_Description of the task:_
Print the entire listing. Each line must match the original exactly.

_Information supplied:_
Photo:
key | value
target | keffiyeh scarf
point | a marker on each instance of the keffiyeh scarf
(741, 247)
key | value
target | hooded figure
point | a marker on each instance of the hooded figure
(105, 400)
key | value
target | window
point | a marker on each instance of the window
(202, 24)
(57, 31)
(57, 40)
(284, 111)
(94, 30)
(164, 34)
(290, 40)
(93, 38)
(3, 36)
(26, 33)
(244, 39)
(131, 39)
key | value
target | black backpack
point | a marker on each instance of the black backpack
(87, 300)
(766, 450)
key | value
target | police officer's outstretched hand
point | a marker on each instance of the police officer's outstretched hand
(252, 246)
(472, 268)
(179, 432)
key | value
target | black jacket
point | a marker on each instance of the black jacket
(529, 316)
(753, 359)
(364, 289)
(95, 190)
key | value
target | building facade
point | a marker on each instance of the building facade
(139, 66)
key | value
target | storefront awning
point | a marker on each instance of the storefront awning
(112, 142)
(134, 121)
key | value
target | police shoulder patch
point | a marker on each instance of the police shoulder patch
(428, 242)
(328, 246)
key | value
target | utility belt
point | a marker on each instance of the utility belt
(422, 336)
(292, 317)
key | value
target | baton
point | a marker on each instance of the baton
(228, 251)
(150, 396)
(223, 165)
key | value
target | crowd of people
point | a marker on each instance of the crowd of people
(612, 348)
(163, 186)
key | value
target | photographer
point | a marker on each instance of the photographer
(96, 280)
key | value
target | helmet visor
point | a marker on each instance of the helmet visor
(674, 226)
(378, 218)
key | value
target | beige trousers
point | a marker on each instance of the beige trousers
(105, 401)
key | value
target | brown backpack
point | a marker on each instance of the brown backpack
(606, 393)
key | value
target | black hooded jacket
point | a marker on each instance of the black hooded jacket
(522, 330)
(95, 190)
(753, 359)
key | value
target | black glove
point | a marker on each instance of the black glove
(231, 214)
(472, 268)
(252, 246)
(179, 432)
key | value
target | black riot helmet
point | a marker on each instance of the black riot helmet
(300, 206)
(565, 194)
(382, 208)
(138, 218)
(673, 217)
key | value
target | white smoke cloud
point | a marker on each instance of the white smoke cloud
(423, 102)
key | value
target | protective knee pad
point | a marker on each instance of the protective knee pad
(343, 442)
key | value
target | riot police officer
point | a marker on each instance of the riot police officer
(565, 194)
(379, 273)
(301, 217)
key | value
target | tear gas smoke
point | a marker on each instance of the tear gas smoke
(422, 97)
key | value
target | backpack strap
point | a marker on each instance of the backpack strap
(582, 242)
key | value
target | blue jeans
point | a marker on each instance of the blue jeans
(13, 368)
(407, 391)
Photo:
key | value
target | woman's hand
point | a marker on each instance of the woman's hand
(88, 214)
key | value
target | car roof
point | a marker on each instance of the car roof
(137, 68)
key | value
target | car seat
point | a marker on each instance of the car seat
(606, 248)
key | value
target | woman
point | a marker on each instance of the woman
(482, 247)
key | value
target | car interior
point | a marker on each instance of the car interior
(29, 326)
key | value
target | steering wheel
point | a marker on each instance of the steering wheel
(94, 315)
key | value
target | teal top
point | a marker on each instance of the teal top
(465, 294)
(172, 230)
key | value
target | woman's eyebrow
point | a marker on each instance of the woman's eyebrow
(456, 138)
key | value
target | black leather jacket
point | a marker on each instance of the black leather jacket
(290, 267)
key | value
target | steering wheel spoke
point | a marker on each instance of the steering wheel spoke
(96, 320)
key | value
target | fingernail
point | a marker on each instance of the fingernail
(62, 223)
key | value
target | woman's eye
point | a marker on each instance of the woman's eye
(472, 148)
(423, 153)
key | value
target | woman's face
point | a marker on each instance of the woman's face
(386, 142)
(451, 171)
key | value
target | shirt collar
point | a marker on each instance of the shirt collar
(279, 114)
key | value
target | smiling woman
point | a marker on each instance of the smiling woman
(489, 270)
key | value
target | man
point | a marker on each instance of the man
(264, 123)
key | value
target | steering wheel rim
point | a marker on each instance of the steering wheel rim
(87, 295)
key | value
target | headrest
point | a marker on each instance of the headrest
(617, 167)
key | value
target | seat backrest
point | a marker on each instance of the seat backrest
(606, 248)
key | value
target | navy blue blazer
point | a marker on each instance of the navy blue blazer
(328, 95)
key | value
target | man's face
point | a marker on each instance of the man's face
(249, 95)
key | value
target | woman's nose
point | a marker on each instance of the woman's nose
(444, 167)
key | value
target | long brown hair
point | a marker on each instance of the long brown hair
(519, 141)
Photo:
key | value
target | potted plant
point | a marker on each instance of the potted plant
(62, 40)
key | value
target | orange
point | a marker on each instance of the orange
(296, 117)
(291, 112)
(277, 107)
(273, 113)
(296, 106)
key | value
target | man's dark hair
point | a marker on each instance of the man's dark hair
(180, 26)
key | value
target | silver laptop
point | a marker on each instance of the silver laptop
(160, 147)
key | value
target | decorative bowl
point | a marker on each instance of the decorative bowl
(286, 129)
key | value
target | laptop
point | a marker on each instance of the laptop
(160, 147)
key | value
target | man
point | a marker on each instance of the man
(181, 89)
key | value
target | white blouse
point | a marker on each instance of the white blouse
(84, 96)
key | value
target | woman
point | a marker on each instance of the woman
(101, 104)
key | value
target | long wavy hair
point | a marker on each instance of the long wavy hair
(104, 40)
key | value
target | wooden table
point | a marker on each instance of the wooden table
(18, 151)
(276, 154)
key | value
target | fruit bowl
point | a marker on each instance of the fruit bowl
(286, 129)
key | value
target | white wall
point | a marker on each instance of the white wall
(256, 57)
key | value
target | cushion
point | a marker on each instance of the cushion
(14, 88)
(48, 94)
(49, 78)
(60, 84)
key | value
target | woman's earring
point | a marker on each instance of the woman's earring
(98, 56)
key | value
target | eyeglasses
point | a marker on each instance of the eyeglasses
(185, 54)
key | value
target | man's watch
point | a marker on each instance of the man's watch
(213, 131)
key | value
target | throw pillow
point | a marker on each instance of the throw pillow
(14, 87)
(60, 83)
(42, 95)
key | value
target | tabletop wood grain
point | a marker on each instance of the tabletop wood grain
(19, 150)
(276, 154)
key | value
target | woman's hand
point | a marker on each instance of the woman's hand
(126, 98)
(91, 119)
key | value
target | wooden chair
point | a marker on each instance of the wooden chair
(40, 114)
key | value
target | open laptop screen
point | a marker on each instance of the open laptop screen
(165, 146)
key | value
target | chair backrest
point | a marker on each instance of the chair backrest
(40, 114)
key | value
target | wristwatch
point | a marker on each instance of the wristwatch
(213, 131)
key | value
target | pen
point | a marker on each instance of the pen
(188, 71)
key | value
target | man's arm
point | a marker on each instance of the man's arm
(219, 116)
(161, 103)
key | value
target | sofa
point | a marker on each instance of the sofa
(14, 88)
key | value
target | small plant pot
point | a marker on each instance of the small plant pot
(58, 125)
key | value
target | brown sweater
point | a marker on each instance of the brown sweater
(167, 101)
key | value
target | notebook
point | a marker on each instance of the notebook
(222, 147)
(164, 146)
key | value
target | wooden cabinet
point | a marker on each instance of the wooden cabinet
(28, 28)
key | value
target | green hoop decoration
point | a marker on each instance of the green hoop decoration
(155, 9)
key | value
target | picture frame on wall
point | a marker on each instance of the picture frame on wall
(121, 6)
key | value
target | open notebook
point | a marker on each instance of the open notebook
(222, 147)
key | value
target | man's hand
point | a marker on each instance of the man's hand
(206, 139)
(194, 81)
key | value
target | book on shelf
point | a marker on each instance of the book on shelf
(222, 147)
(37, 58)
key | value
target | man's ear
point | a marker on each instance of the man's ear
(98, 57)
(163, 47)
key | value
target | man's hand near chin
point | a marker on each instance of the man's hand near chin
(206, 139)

_Task response:_
Photo:
key | value
target | keffiyeh scarf
point | a marker on each instance of the keffiyeh scarf
(741, 247)
key | value
target | hooded figure
point | a marker on each instance of the hooded figure
(105, 400)
key | value
target | window
point | a marker on each instance of the window
(202, 24)
(57, 31)
(57, 40)
(284, 111)
(94, 30)
(164, 34)
(290, 40)
(93, 38)
(3, 36)
(26, 33)
(244, 39)
(131, 39)
key | value
target | black backpack
point | a marker on each instance of the black backpack
(87, 300)
(766, 450)
key | value
target | police officer's outstretched hand
point | a marker on each instance of the police officer's outstretched hand
(252, 246)
(472, 268)
(179, 432)
key | value
target | black jacket
point | a marker on each instance of the black jacket
(529, 316)
(753, 359)
(364, 289)
(95, 190)
key | value
target | building facade
point | a marker on each instance of the building facade
(139, 66)
key | value
target | storefront awning
point | a marker on each instance of the storefront awning
(112, 142)
(134, 121)
key | value
target | police shoulder patch
point | a marker on each instance of the police shoulder patch
(428, 242)
(328, 246)
key | value
target | utility belt
point | a marker on each instance of the utility belt
(422, 336)
(292, 317)
key | value
target | baton
point | a marker on each instance of the baton
(228, 251)
(150, 396)
(223, 165)
key | value
target | crowd of people
point | a marker on each instance of the crowd of people
(612, 348)
(163, 186)
key | value
target | photographer
point | a marker on each instance of the photographer
(96, 280)
key | value
target | helmet visor
point | a marker on each instance of the helmet visor
(674, 226)
(378, 218)
key | value
target | beige trousers
point | a marker on each instance of the beige trousers
(105, 401)
key | value
target | brown backpack
point | a marker on each instance of the brown backpack
(606, 393)
key | value
target | black hooded jacket
point | a marker on each instance of the black hooded jacket
(522, 330)
(95, 190)
(753, 359)
key | value
target | black glove
point | a marker on each instance of the black glove
(231, 214)
(472, 268)
(252, 246)
(179, 432)
key | value
target | black riot helmet
point | a marker on each instance of the black riot helmet
(300, 206)
(565, 194)
(382, 208)
(138, 218)
(673, 217)
key | value
target | white smoke cloud
point | a marker on each instance of the white smoke cloud
(423, 102)
key | value
target | protective knee pad
point | a marker on each instance of the protective knee pad
(343, 442)
key | value
target | riot police officer
point | a marker on each instance of the riot police officer
(565, 194)
(379, 273)
(301, 217)
key | value
target | tear gas smoke
point | a marker on each instance of the tear gas smoke
(422, 97)
key | value
target | backpack strap
point | a marker on each instance of the backpack strap
(582, 242)
key | value
target | blue jeans
point | a marker on each instance of the blue jeans
(13, 368)
(407, 391)
Photo:
key | value
target | woman's hand
point | a marker on each instance of the woman's hand
(88, 214)
key | value
target | car roof
point | a marker on each instance of the car roof
(137, 68)
key | value
target | car seat
point | a marker on each instance of the car seat
(606, 248)
key | value
target | woman
point | a marker on each instance of the woman
(482, 247)
key | value
target | car interior
point | a marker on each instance of the car interior
(29, 326)
key | value
target | steering wheel
point | a marker on each instance of the steering wheel
(94, 315)
key | value
target | teal top
point | a marker on each instance of the teal top
(465, 294)
(172, 230)
key | value
target | woman's eyebrow
point | a marker on each instance of the woman's eyebrow
(456, 138)
key | value
target | black leather jacket
point | a marker on each instance of the black leather jacket
(290, 267)
key | value
target | steering wheel spoke
point | a marker on each instance of the steering wheel spoke
(96, 320)
key | value
target | fingernail
point | a marker on each instance of the fingernail
(62, 223)
key | value
target | woman's eye
point | a marker on each instance of the woman's eye
(472, 148)
(423, 153)
key | value
target | woman's face
point | a marker on each instance of the woman's face
(386, 142)
(451, 171)
key | value
target | shirt collar
point | a marker on each instance of the shirt collar
(279, 114)
key | value
target | smiling woman
point | a marker on each instance of the smiling woman
(489, 270)
key | value
target | man
point | a marker on each instance of the man
(264, 123)
key | value
target | steering wheel rim
point | a marker on each instance of the steering wheel rim
(87, 295)
key | value
target | headrest
point | a marker on each instance of the headrest
(617, 167)
key | value
target | seat backrest
point | a marker on each instance of the seat backrest
(606, 248)
key | value
target | navy blue blazer
point | a marker on each instance of the navy blue blazer
(328, 95)
key | value
target | man's face
point | a marker on each instance of the man's face
(249, 95)
key | value
target | woman's nose
point | a marker on each instance of the woman's nose
(444, 167)
key | value
target | long brown hair
point | a marker on each instance of the long brown hair
(519, 141)
Photo:
key | value
target | potted plant
point | a marker on each instance of the potted plant
(62, 40)
key | value
target | orange
point | a marker on each instance of the orange
(296, 117)
(291, 112)
(277, 107)
(273, 113)
(296, 106)
key | value
target | man's dark hair
point | a marker on each instance of the man's dark hair
(180, 26)
key | value
target | silver laptop
point | a marker on each instance of the silver laptop
(160, 147)
key | value
target | decorative bowl
point | a marker on each instance of the decorative bowl
(286, 129)
key | value
target | laptop
point | a marker on each instance of the laptop
(160, 147)
key | value
target | man
point | a marker on each instance of the man
(181, 89)
key | value
target | white blouse
point | a marker on each instance of the white blouse
(84, 96)
key | value
target | woman
point | a marker on each instance of the woman
(101, 104)
key | value
target | long wavy hair
point | a marker on each instance of the long wavy hair
(104, 40)
key | value
target | wooden table
point | a marker on each instance of the wooden table
(18, 151)
(276, 154)
key | value
target | fruit bowl
point | a marker on each instance of the fruit bowl
(286, 129)
key | value
target | white wall
point | a marker on each instance of the white wall
(256, 57)
key | value
target | cushion
point | a marker on each instance of the cushion
(14, 88)
(48, 94)
(49, 78)
(60, 84)
key | value
target | woman's earring
point | a marker on each instance of the woman's earring
(98, 56)
key | value
target | eyeglasses
point | a marker on each instance of the eyeglasses
(185, 54)
key | value
target | man's watch
point | a marker on each instance of the man's watch
(213, 131)
key | value
target | throw pillow
point | a marker on each instance of the throw pillow
(14, 87)
(60, 83)
(42, 95)
key | value
target | tabletop wood grain
point | a marker on each instance of the tabletop wood grain
(19, 150)
(276, 154)
key | value
target | woman's hand
point | a marker on each instance of the woman's hand
(126, 98)
(91, 119)
key | value
target | wooden chair
point | a marker on each instance of the wooden chair
(40, 114)
key | value
target | open laptop screen
point | a marker on each instance of the open laptop screen
(165, 146)
key | value
target | chair backrest
point | a marker on each instance of the chair backrest
(40, 114)
key | value
target | wristwatch
point | a marker on each instance of the wristwatch
(213, 131)
key | value
target | pen
point | a marker on each instance of the pen
(188, 71)
key | value
target | man's arm
point | a marker on each instance of the man's arm
(219, 116)
(161, 103)
key | value
target | sofa
point | a marker on each instance of the sofa
(14, 88)
key | value
target | small plant pot
point | a marker on each instance of the small plant pot
(58, 125)
key | value
target | brown sweater
point | a marker on each instance of the brown sweater
(167, 101)
key | value
target | notebook
point | a marker on each instance of the notebook
(222, 147)
(164, 146)
key | value
target | wooden cabinet
point | a marker on each instance of the wooden cabinet
(28, 28)
key | value
target | green hoop decoration
point | a marker on each instance of the green hoop decoration
(155, 9)
key | value
target | picture frame on wall
point | a marker on each instance of the picture frame on wall
(121, 6)
key | value
target | open notebook
point | a marker on each instance of the open notebook
(222, 147)
key | value
target | man's hand
point | a marker on each instance of the man's hand
(206, 139)
(194, 81)
key | value
target | book on shelf
point | a marker on each instance of the book on shelf
(222, 147)
(37, 58)
key | value
target | man's ear
point | a marker on each instance of the man's ear
(98, 57)
(163, 47)
key | value
target | man's hand near chin
point | a marker on each instance of the man's hand near chin
(206, 139)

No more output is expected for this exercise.